# Exercise objective
Rescale the records from their first line through the line that contains "76,101,89,121", including both, and write out every line again, requests too. Multiply each coordinate in the answers by 2.5 and round it to a whole number, with halves going up, but leave the numbers in the requests and their format samples unchanged.

# Records shown
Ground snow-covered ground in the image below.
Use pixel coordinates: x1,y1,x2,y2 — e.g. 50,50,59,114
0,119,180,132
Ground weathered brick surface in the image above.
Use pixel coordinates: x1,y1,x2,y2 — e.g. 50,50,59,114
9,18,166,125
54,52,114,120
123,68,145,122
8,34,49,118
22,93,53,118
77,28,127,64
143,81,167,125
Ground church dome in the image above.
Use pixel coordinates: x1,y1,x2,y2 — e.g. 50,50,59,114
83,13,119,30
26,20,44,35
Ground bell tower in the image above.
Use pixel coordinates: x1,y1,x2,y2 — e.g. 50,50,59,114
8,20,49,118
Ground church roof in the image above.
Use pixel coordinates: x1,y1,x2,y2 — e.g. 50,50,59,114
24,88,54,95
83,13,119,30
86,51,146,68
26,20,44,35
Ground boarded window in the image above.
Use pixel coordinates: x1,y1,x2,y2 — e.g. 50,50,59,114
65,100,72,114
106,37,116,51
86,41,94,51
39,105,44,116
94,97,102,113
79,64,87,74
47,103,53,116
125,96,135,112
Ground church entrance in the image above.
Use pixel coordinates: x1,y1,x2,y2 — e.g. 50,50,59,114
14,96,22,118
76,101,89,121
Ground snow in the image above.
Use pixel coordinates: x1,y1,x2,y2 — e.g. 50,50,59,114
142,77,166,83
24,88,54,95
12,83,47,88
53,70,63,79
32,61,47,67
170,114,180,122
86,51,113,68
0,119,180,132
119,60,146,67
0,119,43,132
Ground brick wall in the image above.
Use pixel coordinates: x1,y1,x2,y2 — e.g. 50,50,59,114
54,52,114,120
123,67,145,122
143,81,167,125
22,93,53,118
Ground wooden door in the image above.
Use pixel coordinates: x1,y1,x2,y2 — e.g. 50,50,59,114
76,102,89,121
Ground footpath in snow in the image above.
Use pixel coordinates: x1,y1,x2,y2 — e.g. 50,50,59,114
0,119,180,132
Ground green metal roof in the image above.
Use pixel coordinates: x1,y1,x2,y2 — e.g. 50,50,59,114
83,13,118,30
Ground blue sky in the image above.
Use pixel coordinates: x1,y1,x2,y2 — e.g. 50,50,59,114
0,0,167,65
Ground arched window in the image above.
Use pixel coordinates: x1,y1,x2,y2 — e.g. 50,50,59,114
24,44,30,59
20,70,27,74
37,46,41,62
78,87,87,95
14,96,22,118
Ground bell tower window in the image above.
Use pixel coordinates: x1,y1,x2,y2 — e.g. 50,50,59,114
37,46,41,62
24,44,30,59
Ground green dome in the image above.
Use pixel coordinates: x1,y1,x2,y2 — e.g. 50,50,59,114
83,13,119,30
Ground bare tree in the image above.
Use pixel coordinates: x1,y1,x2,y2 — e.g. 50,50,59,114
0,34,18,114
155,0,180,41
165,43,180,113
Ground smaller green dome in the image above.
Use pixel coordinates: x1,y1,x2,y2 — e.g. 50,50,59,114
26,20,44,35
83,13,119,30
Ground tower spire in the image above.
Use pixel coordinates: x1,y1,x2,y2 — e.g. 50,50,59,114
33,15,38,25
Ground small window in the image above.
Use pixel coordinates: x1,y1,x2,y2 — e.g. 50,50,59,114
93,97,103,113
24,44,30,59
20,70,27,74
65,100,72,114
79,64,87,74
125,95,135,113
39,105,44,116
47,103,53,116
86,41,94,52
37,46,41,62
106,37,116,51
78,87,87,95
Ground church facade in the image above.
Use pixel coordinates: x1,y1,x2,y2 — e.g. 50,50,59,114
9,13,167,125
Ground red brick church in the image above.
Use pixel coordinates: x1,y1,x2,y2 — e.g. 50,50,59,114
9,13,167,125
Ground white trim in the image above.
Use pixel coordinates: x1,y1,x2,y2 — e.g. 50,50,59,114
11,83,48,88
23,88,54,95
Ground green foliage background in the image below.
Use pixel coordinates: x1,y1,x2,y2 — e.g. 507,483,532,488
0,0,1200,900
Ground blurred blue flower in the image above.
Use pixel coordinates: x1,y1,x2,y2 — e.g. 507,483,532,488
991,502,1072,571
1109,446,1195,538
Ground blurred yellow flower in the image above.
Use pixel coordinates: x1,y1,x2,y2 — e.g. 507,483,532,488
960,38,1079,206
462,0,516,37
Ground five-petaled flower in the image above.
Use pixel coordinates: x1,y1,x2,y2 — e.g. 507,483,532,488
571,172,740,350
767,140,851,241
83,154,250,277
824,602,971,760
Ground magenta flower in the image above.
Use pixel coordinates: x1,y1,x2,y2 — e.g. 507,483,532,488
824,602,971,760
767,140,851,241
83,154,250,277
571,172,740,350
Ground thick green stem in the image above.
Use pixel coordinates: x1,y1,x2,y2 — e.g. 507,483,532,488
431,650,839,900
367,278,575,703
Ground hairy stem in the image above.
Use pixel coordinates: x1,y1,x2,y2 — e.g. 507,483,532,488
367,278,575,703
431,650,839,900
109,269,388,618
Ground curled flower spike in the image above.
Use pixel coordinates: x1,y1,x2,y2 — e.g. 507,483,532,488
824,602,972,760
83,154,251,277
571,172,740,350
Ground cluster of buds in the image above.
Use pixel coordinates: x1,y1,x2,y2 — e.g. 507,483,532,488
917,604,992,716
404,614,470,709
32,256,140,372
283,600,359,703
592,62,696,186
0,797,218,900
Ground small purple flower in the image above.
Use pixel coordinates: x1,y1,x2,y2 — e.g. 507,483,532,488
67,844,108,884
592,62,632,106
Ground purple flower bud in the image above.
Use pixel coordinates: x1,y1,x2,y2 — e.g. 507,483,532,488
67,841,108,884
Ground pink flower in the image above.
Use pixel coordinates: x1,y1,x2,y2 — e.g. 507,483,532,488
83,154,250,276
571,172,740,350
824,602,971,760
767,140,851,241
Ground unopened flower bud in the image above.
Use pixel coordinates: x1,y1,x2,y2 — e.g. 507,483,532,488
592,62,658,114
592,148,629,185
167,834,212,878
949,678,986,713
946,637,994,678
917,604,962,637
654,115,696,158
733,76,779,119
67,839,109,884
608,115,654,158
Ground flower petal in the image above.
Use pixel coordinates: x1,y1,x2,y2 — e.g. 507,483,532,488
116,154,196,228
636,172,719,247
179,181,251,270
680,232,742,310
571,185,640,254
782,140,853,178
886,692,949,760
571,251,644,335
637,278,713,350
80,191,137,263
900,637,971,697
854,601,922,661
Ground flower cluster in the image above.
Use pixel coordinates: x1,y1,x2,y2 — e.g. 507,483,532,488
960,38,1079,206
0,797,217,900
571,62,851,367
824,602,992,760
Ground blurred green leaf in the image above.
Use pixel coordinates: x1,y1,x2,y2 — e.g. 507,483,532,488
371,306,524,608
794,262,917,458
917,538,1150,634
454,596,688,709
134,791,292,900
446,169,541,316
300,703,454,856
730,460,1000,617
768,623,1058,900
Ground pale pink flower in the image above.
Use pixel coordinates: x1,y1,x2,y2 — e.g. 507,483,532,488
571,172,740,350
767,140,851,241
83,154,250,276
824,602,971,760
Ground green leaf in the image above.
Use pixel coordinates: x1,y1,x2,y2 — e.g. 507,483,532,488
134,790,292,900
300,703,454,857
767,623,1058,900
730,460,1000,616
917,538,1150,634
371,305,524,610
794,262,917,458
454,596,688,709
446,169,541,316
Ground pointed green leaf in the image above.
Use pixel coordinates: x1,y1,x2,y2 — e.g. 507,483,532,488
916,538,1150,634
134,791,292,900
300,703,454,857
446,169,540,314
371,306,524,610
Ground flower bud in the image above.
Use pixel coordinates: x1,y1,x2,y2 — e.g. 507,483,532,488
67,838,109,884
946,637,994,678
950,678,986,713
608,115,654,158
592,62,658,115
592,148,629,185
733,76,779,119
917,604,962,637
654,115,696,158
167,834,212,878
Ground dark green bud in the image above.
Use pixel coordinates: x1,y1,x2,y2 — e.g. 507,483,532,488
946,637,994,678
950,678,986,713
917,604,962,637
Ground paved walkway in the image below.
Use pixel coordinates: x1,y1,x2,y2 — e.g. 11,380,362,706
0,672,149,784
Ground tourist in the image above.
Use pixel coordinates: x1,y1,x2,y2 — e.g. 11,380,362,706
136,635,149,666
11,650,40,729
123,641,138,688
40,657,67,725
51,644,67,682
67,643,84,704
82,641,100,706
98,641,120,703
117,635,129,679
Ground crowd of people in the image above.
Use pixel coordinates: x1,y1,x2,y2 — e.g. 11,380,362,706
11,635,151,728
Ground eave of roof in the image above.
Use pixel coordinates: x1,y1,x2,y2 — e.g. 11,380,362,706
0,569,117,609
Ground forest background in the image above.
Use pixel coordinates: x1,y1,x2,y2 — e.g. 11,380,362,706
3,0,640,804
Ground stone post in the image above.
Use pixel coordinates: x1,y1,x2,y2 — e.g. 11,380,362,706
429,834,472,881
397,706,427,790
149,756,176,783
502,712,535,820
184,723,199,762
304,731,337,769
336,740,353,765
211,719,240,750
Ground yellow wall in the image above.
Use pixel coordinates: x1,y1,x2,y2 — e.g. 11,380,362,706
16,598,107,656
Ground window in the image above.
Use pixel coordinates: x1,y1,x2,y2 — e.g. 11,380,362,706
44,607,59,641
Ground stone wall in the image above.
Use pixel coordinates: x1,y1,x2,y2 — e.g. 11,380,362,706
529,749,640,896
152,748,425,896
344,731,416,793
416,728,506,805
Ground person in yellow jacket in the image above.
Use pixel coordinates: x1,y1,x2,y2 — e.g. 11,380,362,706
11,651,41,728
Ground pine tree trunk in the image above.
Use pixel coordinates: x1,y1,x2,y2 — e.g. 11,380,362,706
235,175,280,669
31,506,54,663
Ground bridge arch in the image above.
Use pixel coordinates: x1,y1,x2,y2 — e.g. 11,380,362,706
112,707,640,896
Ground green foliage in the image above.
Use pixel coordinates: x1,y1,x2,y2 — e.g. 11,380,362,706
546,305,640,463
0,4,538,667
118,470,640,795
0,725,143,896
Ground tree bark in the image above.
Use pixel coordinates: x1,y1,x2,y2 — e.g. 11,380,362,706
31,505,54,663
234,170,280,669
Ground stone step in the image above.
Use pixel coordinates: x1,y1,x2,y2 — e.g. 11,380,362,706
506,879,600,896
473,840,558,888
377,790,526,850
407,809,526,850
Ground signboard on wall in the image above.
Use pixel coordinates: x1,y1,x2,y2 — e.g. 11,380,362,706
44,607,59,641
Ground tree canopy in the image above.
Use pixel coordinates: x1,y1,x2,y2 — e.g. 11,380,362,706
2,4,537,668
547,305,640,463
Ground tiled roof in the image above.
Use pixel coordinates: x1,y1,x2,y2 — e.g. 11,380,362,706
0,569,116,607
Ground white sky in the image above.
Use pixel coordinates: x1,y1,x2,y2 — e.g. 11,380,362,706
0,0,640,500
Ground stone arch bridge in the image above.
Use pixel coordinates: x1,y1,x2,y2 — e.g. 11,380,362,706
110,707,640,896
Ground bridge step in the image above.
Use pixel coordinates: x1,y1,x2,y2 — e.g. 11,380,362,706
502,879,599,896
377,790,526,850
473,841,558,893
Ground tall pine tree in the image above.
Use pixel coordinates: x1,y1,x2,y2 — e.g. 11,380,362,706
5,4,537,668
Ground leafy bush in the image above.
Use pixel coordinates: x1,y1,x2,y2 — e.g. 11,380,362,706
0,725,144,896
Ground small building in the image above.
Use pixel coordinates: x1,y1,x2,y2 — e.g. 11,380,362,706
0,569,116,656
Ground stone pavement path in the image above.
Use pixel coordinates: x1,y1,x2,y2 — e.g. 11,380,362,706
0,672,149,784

# Written response
Ground snow-covered ground in the image below.
Use pixel coordinates: x1,y1,x2,y2 — e.g. 50,50,59,114
0,298,450,330
Ground weathered brick surface in the image above.
Use pixel coordinates: x1,y1,x2,y2 — e.g. 50,50,59,114
23,45,415,313
135,130,285,300
308,170,363,305
20,85,123,295
55,233,133,295
193,70,318,160
358,203,418,313
Ground church dome in the image above.
Use pixel coordinates: x1,y1,x2,y2 — e.g. 50,50,59,114
208,33,298,75
65,50,110,88
Ground bell tower in the image above.
Use pixel coordinates: x1,y1,x2,y2 — e.g. 50,50,59,114
20,50,123,295
Ground church roof in the image above.
Use pixel coordinates: x1,y1,x2,y2 — e.g. 50,50,59,114
60,220,135,238
208,33,298,75
215,128,365,170
65,50,110,88
Ground boarded window in the image above.
Use pixel coordinates: x1,y1,x2,y2 — e.g. 50,50,59,114
163,250,180,285
265,93,290,128
215,103,235,128
98,263,110,290
235,243,255,283
198,160,218,185
118,258,133,290
313,240,338,280
Ground church entrance in the image above.
Use pixel coordinates: x1,y1,x2,y2 — e.g. 50,50,59,114
35,240,55,295
190,253,223,303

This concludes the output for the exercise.